■ **Okuma parçası**:
Santiago, bir gün kasabada bilge bir adamla tanışır. Adam Santiago hakkında doğru tahminlerde bulunmaktadır. Salem Kralı olduğunu söyleyen yaşlı adam, Santiago’ya yaşamın gizemleri hakkında birçok şey anlatır. Bunun üzerine Santiago, yaşlı adama rüyasından bahseder. Santiago, hem falcı kadından hem de yaşlı adamdan aldığı tavsiyelere uyarak koyun sürüsünü satıp Mısır Piramitleri’ne gitmek üzere yola düşer. Kendisine rehberlik etmesi için bulduğu adam Santiago’yu dolandırıp tüm parasını aldıktan sonra kayıplara karışır. Santiago, para biriktirmek için bir yıl boyunca Billurcuda çalışır ve sonra yeniden yola çıkar.

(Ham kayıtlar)
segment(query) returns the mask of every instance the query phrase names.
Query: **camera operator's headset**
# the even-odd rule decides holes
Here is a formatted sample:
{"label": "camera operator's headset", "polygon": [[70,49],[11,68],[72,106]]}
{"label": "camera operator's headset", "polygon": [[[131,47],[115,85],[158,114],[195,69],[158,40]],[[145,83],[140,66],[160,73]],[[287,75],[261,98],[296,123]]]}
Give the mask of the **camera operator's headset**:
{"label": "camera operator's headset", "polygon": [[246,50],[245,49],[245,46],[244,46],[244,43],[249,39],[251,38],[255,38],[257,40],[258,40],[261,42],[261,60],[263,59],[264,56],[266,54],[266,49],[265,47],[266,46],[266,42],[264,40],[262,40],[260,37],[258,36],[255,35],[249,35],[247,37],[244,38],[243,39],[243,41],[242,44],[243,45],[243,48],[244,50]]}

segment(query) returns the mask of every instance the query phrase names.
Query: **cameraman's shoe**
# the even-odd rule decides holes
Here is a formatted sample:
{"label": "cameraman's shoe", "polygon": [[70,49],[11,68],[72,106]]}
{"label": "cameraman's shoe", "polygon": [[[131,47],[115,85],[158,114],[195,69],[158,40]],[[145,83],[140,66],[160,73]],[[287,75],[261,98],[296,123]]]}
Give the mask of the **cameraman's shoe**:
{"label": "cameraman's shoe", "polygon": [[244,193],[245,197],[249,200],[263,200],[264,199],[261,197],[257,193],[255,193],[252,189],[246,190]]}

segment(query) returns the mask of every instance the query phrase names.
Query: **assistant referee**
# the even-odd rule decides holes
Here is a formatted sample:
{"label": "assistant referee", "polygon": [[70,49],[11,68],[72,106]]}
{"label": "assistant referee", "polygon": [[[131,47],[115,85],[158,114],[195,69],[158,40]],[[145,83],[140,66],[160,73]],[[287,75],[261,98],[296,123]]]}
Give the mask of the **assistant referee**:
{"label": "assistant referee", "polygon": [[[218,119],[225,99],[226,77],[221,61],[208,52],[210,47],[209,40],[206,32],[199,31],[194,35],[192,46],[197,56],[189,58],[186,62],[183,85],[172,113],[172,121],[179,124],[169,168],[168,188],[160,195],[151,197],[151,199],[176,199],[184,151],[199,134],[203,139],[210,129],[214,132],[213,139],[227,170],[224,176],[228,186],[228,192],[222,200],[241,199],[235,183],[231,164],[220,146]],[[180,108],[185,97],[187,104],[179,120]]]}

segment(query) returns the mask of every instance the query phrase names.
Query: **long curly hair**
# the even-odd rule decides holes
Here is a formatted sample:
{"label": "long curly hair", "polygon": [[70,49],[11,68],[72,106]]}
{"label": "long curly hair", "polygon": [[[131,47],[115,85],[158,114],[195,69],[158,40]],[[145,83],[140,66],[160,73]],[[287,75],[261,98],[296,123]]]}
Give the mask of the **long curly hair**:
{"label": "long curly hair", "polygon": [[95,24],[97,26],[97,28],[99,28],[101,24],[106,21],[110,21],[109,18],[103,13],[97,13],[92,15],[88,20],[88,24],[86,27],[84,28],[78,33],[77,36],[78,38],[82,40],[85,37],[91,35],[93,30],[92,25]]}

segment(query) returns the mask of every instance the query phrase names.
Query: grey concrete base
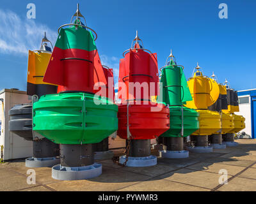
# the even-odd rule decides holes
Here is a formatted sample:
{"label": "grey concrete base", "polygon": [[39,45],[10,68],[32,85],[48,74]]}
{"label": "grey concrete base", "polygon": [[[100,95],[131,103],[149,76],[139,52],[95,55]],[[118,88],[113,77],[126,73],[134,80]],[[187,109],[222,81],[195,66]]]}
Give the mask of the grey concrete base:
{"label": "grey concrete base", "polygon": [[60,158],[53,157],[47,158],[29,157],[26,159],[26,166],[30,168],[52,167],[60,163]]}
{"label": "grey concrete base", "polygon": [[163,150],[163,145],[159,145],[159,144],[154,144],[152,145],[152,149],[156,149],[157,150]]}
{"label": "grey concrete base", "polygon": [[227,147],[236,147],[238,145],[238,143],[236,142],[223,142],[223,144],[225,144]]}
{"label": "grey concrete base", "polygon": [[114,152],[111,150],[104,152],[94,152],[94,159],[110,159],[114,156]]}
{"label": "grey concrete base", "polygon": [[222,144],[211,144],[211,147],[212,147],[213,149],[226,149],[226,145],[224,143]]}
{"label": "grey concrete base", "polygon": [[188,158],[189,157],[189,152],[186,150],[180,150],[180,151],[161,150],[159,151],[159,156],[163,158],[173,158],[173,159]]}
{"label": "grey concrete base", "polygon": [[88,179],[97,177],[102,173],[102,165],[99,163],[78,167],[67,167],[58,164],[52,168],[52,177],[58,180]]}
{"label": "grey concrete base", "polygon": [[[124,164],[125,162],[125,158],[126,157],[124,155],[120,156],[119,157],[119,163]],[[157,163],[157,157],[153,155],[143,157],[128,157],[126,166],[133,167],[151,166],[156,165]]]}
{"label": "grey concrete base", "polygon": [[188,150],[189,152],[195,153],[210,153],[212,152],[212,147],[189,147]]}

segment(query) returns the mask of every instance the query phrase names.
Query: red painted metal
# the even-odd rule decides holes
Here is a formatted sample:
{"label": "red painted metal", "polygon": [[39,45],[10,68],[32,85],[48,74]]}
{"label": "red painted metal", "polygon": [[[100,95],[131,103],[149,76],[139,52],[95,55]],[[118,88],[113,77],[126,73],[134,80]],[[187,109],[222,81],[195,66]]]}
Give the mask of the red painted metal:
{"label": "red painted metal", "polygon": [[[132,140],[154,139],[170,129],[169,108],[161,104],[129,105],[129,128]],[[152,108],[157,106],[161,111],[152,112]],[[117,135],[127,139],[127,105],[118,106],[118,129]]]}
{"label": "red painted metal", "polygon": [[[150,102],[151,96],[159,93],[158,82],[156,54],[148,53],[135,43],[120,61],[118,98],[122,104],[118,106],[117,134],[122,138],[127,139],[127,117],[130,139],[154,139],[170,129],[170,109],[163,104]],[[122,85],[124,82],[125,86]],[[131,82],[141,87],[146,84],[149,91],[145,94],[141,89],[141,93],[137,94],[138,87],[132,87]]]}
{"label": "red painted metal", "polygon": [[[159,92],[158,82],[156,54],[149,54],[142,49],[130,49],[125,57],[120,59],[118,82],[124,82],[126,87],[125,94],[124,90],[121,91],[122,86],[119,85],[118,97],[122,101],[128,99],[150,99],[152,96],[156,96]],[[137,94],[136,84],[133,86],[131,82],[138,82],[141,87],[148,86],[148,92],[143,92],[141,89],[141,93]],[[153,88],[150,87],[150,83],[154,84]]]}
{"label": "red painted metal", "polygon": [[[65,59],[67,58],[76,59]],[[44,82],[62,85],[59,89],[62,91],[91,93],[98,91],[93,89],[97,82],[107,84],[97,50],[90,52],[77,48],[63,50],[57,47],[52,52]]]}

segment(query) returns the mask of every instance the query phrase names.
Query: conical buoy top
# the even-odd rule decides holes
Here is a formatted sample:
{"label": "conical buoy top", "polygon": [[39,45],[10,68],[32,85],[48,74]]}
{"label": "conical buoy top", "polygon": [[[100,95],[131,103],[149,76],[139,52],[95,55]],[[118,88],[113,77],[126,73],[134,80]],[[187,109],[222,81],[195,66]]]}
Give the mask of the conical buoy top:
{"label": "conical buoy top", "polygon": [[[139,41],[141,43],[142,45],[140,45],[139,43]],[[135,43],[134,43],[134,42],[135,42]],[[142,40],[140,38],[140,37],[138,34],[138,31],[136,31],[136,35],[135,36],[135,38],[132,40],[132,45],[131,46],[131,48],[140,49],[140,48],[143,48],[143,47],[144,47],[144,45],[143,45]]]}
{"label": "conical buoy top", "polygon": [[195,69],[196,69],[196,70],[198,70],[199,69],[201,69],[201,68],[198,65],[198,62],[197,62],[196,67],[195,68]]}
{"label": "conical buoy top", "polygon": [[73,17],[84,17],[84,16],[81,13],[80,10],[79,10],[79,4],[77,3],[77,10],[76,13],[73,15]]}
{"label": "conical buoy top", "polygon": [[48,38],[46,37],[46,32],[44,32],[44,37],[42,39],[41,47],[40,47],[40,50],[44,50],[44,51],[51,52],[52,50],[51,50],[51,47],[49,47],[48,46],[48,44],[47,43],[51,43],[51,45],[52,48],[53,50],[53,46],[52,46],[52,42],[48,40]]}

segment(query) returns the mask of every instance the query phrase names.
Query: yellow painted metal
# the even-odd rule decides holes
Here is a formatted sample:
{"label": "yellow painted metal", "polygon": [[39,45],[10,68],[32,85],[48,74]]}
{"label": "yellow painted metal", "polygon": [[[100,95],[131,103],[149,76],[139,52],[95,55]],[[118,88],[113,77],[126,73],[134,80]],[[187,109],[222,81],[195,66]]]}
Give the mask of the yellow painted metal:
{"label": "yellow painted metal", "polygon": [[221,114],[221,134],[226,134],[235,128],[235,119],[231,113]]}
{"label": "yellow painted metal", "polygon": [[197,71],[188,82],[192,101],[187,101],[185,106],[193,109],[205,109],[214,104],[220,95],[216,82]]}
{"label": "yellow painted metal", "polygon": [[220,94],[227,95],[227,88],[224,85],[218,84],[220,89]]}
{"label": "yellow painted metal", "polygon": [[33,84],[51,84],[43,82],[51,55],[51,54],[47,52],[29,50],[28,82]]}
{"label": "yellow painted metal", "polygon": [[221,116],[217,112],[196,110],[200,113],[199,129],[192,135],[211,135],[221,128]]}
{"label": "yellow painted metal", "polygon": [[235,127],[227,133],[236,133],[245,127],[245,118],[241,115],[232,114],[234,117]]}
{"label": "yellow painted metal", "polygon": [[221,128],[221,115],[217,112],[207,110],[218,99],[220,89],[214,80],[197,71],[188,82],[192,101],[187,101],[185,106],[193,108],[200,113],[199,129],[192,135],[211,135]]}
{"label": "yellow painted metal", "polygon": [[[236,108],[235,108],[236,107]],[[234,113],[235,112],[237,112],[238,109],[238,112],[239,111],[239,106],[234,106],[232,105],[228,105],[228,109],[227,110],[223,110],[223,112],[225,113]]]}

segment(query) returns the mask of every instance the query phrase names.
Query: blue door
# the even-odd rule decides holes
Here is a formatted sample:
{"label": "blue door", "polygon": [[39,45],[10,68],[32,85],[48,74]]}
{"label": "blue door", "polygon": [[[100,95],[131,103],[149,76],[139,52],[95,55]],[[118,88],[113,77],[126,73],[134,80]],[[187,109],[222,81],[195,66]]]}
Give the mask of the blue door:
{"label": "blue door", "polygon": [[252,138],[255,139],[256,136],[256,96],[252,96]]}

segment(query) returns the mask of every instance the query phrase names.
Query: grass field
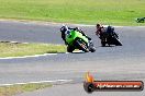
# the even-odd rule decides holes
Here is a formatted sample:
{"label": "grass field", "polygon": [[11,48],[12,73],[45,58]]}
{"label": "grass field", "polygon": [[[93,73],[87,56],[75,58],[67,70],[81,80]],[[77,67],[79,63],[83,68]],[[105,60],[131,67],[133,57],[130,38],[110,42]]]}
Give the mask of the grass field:
{"label": "grass field", "polygon": [[86,24],[145,25],[145,0],[0,0],[0,17]]}
{"label": "grass field", "polygon": [[0,86],[0,96],[14,96],[24,92],[33,92],[45,87],[51,87],[49,83],[19,84],[10,86]]}
{"label": "grass field", "polygon": [[65,52],[63,45],[0,43],[0,58]]}

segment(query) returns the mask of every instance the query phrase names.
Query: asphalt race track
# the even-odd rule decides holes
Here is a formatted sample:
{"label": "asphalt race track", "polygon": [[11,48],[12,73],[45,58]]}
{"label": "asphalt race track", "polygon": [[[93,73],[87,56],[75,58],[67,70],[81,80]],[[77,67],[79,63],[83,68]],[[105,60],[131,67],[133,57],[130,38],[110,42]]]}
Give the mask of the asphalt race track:
{"label": "asphalt race track", "polygon": [[[74,26],[74,25],[72,25]],[[0,22],[0,40],[64,44],[60,24]],[[121,47],[100,47],[94,26],[80,26],[94,43],[91,53],[58,53],[23,59],[0,59],[0,84],[72,80],[71,83],[18,96],[144,96],[143,92],[96,92],[87,94],[82,82],[90,71],[96,80],[141,80],[145,82],[145,27],[115,27]]]}

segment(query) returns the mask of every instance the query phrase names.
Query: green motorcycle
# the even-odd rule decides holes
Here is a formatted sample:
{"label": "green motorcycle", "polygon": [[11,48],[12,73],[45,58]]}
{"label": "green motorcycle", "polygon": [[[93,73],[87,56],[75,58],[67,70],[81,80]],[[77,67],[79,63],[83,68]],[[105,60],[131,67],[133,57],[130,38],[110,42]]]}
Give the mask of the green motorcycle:
{"label": "green motorcycle", "polygon": [[68,52],[72,52],[75,49],[79,49],[85,52],[96,51],[93,44],[90,43],[89,39],[78,31],[74,29],[66,31],[66,41],[68,44],[67,47]]}

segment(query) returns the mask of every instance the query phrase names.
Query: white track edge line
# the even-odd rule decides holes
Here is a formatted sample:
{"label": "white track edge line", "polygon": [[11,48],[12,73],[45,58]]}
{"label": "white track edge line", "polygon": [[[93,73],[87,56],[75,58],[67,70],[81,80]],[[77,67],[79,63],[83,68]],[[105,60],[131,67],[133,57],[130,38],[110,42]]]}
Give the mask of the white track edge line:
{"label": "white track edge line", "polygon": [[40,83],[68,83],[72,80],[54,80],[54,81],[38,81],[38,82],[23,82],[23,83],[9,83],[0,84],[0,86],[13,86],[13,85],[25,85],[25,84],[40,84]]}
{"label": "white track edge line", "polygon": [[1,60],[1,59],[36,58],[36,57],[54,56],[54,55],[58,55],[58,53],[44,53],[44,55],[23,56],[23,57],[7,57],[7,58],[0,58],[0,60]]}

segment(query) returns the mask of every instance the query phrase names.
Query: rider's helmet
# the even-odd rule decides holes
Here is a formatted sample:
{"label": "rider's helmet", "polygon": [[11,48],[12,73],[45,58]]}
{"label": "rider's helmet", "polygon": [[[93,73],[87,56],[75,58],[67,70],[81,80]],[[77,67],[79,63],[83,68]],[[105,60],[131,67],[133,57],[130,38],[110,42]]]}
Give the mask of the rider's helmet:
{"label": "rider's helmet", "polygon": [[101,26],[100,24],[97,24],[97,27]]}
{"label": "rider's helmet", "polygon": [[107,32],[109,32],[109,33],[114,32],[114,27],[109,25],[108,28],[107,28]]}
{"label": "rider's helmet", "polygon": [[63,26],[60,27],[60,32],[62,32],[62,33],[65,33],[66,31],[67,31],[67,26],[63,25]]}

■ **Verilen görev 1**: Okuma parçasına göre Santiago para biriktirmek için nerede ve ne kadar süre çalışır?
■ **Verilen görev 2**: Kayıtlarda "helmet" kelimesini içeren her satırı döndür. Büyük ve küçük harf ayrımı gözetilmelidir.

■ **Sorunun çözümü 1**: Bir yıl boyunca Billurcuda çalışır.

■ **Sorunun çözümü 2**:
Query: rider's helmet
{"label": "rider's helmet", "polygon": [[11,48],[12,73],[45,58]]}
{"label": "rider's helmet", "polygon": [[[93,73],[87,56],[75,58],[67,70],[81,80]],[[77,67],[79,63],[83,68]],[[105,60],[131,67],[133,57],[130,38],[110,42]]]}
Give the mask of the rider's helmet:
{"label": "rider's helmet", "polygon": [[101,26],[100,24],[97,24],[97,27]]}
{"label": "rider's helmet", "polygon": [[107,32],[109,32],[109,33],[114,32],[114,27],[109,25],[108,28],[107,28]]}
{"label": "rider's helmet", "polygon": [[63,26],[60,27],[60,32],[62,32],[62,33],[65,33],[66,31],[67,31],[67,26],[63,25]]}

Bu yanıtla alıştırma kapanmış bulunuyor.